§ Short problem: Locate each line in the records that contains the string "ceiling" and copy those lines out. Case counts.

-- Start --

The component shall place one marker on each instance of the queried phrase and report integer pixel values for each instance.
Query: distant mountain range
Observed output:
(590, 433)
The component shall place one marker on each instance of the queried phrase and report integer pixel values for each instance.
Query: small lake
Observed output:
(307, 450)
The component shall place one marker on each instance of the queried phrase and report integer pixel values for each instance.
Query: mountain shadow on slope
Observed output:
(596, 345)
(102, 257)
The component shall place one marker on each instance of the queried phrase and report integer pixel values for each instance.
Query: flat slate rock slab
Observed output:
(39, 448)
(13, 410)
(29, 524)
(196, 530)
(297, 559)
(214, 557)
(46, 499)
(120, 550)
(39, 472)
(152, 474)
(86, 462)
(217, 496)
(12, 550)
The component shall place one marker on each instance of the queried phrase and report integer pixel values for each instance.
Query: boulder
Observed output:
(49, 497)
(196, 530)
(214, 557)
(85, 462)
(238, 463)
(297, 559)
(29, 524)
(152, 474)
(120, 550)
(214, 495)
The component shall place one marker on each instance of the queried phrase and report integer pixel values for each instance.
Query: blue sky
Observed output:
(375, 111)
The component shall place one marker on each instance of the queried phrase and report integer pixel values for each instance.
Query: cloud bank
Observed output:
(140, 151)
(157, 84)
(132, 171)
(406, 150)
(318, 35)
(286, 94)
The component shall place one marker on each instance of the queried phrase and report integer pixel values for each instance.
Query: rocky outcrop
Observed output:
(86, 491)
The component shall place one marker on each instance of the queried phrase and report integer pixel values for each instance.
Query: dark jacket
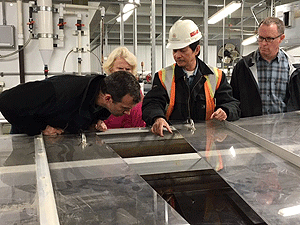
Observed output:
(66, 102)
(246, 90)
(156, 99)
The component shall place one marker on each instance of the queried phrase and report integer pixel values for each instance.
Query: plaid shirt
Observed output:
(273, 79)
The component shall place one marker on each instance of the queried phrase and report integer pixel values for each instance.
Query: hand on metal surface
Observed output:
(101, 126)
(220, 115)
(52, 131)
(158, 127)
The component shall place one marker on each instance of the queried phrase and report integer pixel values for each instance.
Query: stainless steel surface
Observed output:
(105, 190)
(91, 183)
(18, 194)
(265, 181)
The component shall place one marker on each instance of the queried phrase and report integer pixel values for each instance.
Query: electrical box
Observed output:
(7, 36)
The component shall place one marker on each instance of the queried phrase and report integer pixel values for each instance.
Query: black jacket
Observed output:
(66, 102)
(246, 90)
(156, 99)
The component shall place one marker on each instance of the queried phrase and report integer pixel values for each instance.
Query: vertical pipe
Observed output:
(121, 25)
(242, 28)
(205, 38)
(223, 41)
(45, 27)
(79, 46)
(106, 41)
(135, 31)
(164, 10)
(152, 27)
(101, 42)
(20, 41)
(3, 12)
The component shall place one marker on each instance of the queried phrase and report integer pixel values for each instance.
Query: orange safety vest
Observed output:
(212, 83)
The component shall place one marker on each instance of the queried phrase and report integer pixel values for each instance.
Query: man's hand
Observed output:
(51, 131)
(101, 126)
(219, 115)
(158, 127)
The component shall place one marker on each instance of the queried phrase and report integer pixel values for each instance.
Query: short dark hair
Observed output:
(119, 84)
(273, 20)
(194, 45)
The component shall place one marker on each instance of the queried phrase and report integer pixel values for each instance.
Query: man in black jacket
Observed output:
(189, 90)
(68, 103)
(266, 81)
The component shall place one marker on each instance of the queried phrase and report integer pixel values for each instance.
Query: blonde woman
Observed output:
(122, 59)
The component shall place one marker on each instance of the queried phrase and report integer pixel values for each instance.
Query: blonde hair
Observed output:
(124, 53)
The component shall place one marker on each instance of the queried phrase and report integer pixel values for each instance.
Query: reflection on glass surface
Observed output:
(94, 185)
(281, 129)
(266, 182)
(18, 196)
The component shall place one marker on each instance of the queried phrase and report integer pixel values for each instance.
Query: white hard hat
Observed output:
(182, 34)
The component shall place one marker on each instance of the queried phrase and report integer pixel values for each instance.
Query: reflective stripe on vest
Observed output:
(167, 78)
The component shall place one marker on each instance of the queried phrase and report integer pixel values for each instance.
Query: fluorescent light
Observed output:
(128, 10)
(249, 40)
(230, 8)
(290, 211)
(232, 151)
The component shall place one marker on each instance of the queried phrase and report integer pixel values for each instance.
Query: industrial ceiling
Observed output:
(233, 27)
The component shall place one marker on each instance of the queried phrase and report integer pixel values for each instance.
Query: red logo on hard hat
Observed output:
(194, 33)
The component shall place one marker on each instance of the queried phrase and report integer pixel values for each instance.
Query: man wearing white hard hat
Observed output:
(188, 90)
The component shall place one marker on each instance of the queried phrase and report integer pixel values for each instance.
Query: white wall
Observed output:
(144, 55)
(33, 61)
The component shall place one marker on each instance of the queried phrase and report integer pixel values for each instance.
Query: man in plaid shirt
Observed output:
(266, 81)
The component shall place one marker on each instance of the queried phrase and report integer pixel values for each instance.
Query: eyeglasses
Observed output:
(267, 39)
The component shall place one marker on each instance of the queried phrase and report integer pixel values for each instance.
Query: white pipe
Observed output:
(82, 7)
(79, 17)
(20, 23)
(45, 29)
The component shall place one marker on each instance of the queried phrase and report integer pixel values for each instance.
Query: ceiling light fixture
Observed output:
(128, 10)
(249, 40)
(230, 8)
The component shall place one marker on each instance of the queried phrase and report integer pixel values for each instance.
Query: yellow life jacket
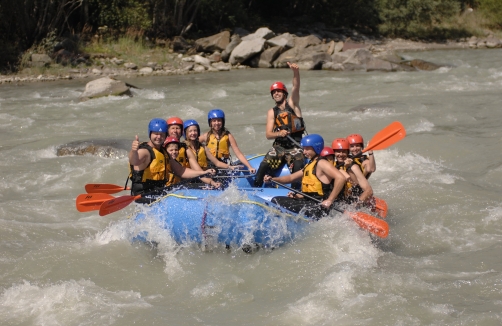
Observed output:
(154, 175)
(183, 157)
(200, 155)
(220, 148)
(311, 185)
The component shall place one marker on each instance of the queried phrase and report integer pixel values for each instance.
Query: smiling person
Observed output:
(285, 126)
(219, 140)
(150, 164)
(357, 190)
(319, 179)
(366, 163)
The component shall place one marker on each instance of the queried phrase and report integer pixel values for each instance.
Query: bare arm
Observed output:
(139, 158)
(294, 99)
(331, 172)
(285, 178)
(214, 160)
(361, 180)
(239, 154)
(269, 131)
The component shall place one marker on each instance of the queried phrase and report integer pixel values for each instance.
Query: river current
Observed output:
(441, 264)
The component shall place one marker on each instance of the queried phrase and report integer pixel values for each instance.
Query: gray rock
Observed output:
(286, 40)
(332, 66)
(217, 42)
(131, 66)
(245, 50)
(234, 41)
(265, 59)
(262, 32)
(105, 86)
(202, 61)
(199, 68)
(221, 66)
(146, 70)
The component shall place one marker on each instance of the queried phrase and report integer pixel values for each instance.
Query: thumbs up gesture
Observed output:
(135, 144)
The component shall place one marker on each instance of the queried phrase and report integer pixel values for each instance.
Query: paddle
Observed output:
(374, 225)
(387, 136)
(91, 202)
(381, 207)
(104, 188)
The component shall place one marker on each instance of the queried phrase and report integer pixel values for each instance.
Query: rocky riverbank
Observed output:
(318, 49)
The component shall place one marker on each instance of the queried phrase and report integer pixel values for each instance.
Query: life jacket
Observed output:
(220, 148)
(311, 185)
(154, 175)
(287, 120)
(200, 155)
(182, 156)
(359, 159)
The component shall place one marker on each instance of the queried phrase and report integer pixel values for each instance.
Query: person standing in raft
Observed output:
(366, 163)
(285, 125)
(172, 145)
(219, 140)
(357, 190)
(316, 179)
(150, 164)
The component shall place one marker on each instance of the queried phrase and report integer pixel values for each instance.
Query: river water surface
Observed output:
(441, 264)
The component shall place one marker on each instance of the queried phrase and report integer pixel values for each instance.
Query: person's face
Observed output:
(192, 133)
(172, 150)
(216, 124)
(355, 148)
(278, 95)
(157, 138)
(174, 131)
(330, 158)
(341, 155)
(309, 152)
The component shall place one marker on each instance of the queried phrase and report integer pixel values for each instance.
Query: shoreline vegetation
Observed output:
(132, 38)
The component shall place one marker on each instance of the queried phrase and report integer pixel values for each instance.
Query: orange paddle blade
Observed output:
(376, 226)
(381, 207)
(91, 202)
(104, 188)
(387, 136)
(116, 204)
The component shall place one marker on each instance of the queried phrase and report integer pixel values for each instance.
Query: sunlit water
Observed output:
(441, 264)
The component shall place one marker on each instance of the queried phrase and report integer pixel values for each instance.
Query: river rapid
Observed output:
(441, 264)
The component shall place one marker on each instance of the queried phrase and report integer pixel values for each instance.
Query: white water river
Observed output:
(441, 263)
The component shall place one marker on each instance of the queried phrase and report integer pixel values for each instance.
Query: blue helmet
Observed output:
(189, 123)
(314, 140)
(214, 114)
(157, 125)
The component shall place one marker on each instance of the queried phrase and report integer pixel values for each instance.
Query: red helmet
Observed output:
(175, 121)
(340, 143)
(355, 139)
(170, 140)
(326, 151)
(279, 86)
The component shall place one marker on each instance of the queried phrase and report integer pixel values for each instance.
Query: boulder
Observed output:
(493, 42)
(100, 147)
(262, 32)
(246, 49)
(234, 41)
(285, 41)
(303, 42)
(265, 59)
(40, 60)
(424, 65)
(221, 66)
(206, 63)
(210, 44)
(105, 86)
(332, 66)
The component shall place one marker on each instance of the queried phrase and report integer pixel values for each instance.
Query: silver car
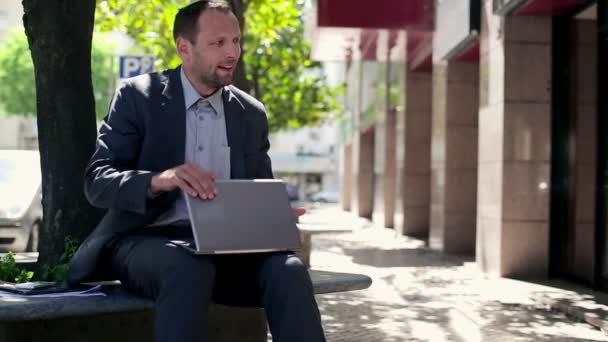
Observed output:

-- End --

§ Result of the exercise:
Query: industrial ceiling
Query: ceiling light fixture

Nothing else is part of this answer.